Exercise: Pick up the text on TransCanada and the targeting of anti-pipeline activists after its last sentence and keep writing it.
Quoted passage Start Marker
TransCanada views the thousands of people who have taken a stand against the pipeline — from ranchers and farmers in the Plains, to environmental activists and students across the country — as its primary foe. This is why TransCanada is keeping an eye on protesters — not terrorists — and collaborating closely with law enforcement in Nebraska and Oklahoma.

And this is precisely why Cooper’s report could be used against the environmental community. TransCanada has already suggested that environmental activists should be prosecuted under anti-terror laws . Company employees have met with local, state, and federal law enforcement (including the FBI) along the proposed pipeline route to make their case. It wouldn’t take much for TransCanada to point to Cooper’s report as evidence to support a crackdown on citizen monitoring of pipeline construction, photographing of pump stations and seismic testing, and acts of protest or civil disobedience. That the report fails to even acknowledge this possibility is a glaring omission.

In fact, the experience of many activists fighting oil and gas development reveals how the industry works to target its political opponents. State troopers in Pennsylvania and New York have interrogated activists who legally photographed drilling sites and compressor stations. The state police likely were tipped off by the oil and gas industry. Though there isn’t a shred of evidence linking anti-fracking groups to a few unsuccessful attempts to set off explosives at well sites in Pennsylvania, the press, with the apparent help of the oil and gas industry, has made that argument. A February headline in a Williamsport, PA paper is exemplary: “Ecoterror target: Gas companies bolster security in response to threats.” The fact that there is no evidence linking environmental groups to the attacks is buried deep in the article.

In East Houston, one of the most heavily polluted parts of the country, activists are routinely harassed and sometimes interrogated for photographing (always from public property) oil refineries and chemical plants. In Oklahoma, anti-pipeline activists have been slapped with “terrorism hoax” charges for unfurling a banner that sent glitter cascading through the glass office building of Devon Energy. In Texas anti-fracking activists, including a university professor, have been questioned by the FBI. And of course there’s a long history of radical environmental and animal rights activists being prosecuted under anti-terror laws.
Quoted passage End Marker
Extracted information Start Marker
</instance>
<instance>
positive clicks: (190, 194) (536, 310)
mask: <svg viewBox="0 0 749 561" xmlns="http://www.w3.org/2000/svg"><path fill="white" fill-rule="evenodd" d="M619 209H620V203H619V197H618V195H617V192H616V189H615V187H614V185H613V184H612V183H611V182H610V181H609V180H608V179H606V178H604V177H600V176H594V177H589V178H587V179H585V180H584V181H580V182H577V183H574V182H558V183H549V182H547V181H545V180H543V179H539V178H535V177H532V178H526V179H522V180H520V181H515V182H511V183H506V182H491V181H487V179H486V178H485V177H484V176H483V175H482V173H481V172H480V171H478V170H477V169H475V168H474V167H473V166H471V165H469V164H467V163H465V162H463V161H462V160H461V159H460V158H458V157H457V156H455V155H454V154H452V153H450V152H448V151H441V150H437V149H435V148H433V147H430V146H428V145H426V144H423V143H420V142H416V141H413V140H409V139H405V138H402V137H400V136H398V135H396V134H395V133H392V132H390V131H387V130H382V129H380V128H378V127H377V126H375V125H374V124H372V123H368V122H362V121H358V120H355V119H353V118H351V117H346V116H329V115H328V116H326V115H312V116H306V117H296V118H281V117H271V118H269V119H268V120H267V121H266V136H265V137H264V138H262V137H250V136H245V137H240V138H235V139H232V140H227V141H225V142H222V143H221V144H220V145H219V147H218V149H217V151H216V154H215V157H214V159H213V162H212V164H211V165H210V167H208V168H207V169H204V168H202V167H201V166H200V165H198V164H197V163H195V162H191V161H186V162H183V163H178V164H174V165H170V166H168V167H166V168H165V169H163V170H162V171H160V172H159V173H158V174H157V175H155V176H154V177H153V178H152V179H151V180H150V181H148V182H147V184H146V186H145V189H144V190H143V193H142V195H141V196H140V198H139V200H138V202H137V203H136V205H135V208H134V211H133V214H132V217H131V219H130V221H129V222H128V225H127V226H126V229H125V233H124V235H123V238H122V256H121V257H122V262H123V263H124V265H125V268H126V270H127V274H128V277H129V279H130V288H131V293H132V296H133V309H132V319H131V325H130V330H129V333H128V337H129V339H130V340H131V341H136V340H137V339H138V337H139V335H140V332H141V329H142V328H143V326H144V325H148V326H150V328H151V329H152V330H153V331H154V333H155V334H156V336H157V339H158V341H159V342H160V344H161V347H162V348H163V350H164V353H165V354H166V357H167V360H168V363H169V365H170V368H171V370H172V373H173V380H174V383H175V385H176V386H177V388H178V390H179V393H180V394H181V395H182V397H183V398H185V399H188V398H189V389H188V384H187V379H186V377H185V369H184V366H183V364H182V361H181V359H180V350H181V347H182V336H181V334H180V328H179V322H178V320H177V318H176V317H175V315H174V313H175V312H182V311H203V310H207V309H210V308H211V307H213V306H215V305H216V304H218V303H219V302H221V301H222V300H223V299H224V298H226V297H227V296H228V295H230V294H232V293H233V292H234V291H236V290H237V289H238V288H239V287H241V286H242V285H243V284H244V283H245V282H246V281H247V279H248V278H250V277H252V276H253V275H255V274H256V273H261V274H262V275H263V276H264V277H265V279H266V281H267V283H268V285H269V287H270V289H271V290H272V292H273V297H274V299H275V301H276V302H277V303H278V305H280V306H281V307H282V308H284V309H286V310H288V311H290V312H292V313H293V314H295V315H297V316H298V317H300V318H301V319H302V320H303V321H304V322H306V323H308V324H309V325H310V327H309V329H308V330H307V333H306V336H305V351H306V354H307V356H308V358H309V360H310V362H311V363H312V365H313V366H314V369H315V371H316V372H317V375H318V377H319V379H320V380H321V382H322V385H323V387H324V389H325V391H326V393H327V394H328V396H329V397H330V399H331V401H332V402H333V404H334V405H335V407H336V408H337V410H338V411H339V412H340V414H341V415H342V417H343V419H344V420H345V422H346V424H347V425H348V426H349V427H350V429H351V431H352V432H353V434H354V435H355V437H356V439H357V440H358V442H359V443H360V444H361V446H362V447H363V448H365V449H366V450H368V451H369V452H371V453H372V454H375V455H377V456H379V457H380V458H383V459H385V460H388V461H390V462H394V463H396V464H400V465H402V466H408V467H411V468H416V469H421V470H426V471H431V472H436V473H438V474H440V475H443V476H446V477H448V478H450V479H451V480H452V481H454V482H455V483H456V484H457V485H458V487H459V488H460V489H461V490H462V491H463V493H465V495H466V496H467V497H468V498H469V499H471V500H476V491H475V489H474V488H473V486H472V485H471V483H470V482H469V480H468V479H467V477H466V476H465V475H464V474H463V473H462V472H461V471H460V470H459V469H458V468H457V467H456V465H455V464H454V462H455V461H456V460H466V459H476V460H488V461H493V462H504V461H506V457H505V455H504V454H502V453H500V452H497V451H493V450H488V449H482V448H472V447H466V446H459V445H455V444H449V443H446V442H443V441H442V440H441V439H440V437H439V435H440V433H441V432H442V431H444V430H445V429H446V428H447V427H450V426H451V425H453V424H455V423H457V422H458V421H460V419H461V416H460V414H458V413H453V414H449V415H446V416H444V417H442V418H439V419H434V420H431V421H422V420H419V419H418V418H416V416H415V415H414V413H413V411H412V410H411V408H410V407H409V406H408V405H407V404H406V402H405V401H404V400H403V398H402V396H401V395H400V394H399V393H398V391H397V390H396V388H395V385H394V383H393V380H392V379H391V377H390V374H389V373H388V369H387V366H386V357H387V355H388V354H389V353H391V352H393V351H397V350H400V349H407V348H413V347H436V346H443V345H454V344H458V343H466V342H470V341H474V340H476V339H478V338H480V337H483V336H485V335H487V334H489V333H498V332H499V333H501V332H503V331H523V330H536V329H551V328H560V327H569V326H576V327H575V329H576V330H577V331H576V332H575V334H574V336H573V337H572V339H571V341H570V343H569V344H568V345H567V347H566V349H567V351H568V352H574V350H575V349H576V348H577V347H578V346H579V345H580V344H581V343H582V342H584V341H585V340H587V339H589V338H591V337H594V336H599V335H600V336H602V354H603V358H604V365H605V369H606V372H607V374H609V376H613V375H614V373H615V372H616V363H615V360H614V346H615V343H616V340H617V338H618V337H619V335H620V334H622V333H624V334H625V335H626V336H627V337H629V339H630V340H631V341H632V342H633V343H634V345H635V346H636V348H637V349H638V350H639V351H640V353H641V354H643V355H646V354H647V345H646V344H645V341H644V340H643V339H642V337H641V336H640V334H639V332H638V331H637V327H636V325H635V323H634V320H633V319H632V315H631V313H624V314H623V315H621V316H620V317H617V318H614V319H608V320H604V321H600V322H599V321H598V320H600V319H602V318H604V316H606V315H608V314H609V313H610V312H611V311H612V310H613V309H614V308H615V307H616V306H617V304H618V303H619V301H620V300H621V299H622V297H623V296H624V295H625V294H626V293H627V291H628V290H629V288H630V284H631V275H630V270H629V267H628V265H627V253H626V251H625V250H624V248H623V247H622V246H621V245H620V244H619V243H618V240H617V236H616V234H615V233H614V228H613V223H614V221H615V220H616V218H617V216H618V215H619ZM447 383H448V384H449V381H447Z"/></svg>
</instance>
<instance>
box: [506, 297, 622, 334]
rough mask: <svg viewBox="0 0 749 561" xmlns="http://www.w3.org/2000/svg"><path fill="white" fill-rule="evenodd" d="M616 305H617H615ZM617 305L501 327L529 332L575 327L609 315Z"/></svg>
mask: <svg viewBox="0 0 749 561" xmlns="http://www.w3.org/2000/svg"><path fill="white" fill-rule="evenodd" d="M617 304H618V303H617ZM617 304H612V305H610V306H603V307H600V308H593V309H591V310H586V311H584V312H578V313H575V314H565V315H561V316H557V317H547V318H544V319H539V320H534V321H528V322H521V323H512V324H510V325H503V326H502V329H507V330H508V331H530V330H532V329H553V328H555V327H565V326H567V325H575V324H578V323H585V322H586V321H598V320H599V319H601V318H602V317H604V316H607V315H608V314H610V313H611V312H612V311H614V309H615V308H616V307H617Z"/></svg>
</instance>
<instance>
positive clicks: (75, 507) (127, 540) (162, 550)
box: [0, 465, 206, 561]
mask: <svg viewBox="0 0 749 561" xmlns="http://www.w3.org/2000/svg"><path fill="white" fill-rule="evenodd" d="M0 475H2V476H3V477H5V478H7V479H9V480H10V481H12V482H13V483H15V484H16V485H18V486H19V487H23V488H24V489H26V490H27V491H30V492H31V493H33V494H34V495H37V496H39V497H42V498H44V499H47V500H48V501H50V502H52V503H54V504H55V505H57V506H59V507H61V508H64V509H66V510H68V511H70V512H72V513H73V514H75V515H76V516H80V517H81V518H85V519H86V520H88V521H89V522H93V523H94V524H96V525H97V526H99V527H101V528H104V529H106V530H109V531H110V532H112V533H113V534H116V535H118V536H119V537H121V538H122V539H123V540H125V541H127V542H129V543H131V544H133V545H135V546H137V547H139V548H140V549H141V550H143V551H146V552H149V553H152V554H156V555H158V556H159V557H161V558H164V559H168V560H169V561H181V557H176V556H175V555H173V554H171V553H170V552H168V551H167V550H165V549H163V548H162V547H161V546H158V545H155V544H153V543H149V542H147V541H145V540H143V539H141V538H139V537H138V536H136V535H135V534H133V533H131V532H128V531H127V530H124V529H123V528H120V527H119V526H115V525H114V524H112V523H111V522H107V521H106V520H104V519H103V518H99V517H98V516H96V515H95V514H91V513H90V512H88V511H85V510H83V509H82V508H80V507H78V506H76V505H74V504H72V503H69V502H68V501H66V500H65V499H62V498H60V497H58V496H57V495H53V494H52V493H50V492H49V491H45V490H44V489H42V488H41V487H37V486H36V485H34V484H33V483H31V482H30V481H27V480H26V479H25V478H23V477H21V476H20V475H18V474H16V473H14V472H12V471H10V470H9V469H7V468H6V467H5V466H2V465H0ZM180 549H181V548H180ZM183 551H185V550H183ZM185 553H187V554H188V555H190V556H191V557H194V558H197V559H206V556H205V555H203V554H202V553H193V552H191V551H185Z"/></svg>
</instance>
Extracted information End Marker
Answer to the exercise:
If anything, Cooper’s report contributes to a sense of alarmism surrounding the threat of terrorism in the United States; one section is titled, “A catastrophic attack would be easy to execute.” This will hardly help environmental activists as they plan their next move in opposition to the Keystone XL pipeline and other infrastructure projects on the horizon. The unredacted report, which was circulated to top lawmakers and a US State Department Special Envoy, is clearly intended to influence those in key decision-making positions. In his final paragraph Cooper asserts that, “If a position can’t be reasonably defended, then in general it shouldn’t be taken.” In other words, if the Keystone pipeline isn’t 100 percent safe from a terrorist attack, it shouldn’t be built. If we apply this logic to all high profile energy infrastructure projects in the US (and, at least by scale, the vast solar farms in the Mojave Desert are no different from fossil fuel infrastructure), we will find ourselves living in a truly militarized state. This is something environmental organizations need to contest, not encourage.

Cooper’s distinction between security and policing would likely be lost on the oil and gas industry. Indeed, as noted above, “national security” is often a euphemism for surveillance, spying, and intelligence gathering. Instead of crying foul, TransCanada should be thanking NextGen Climate for its work.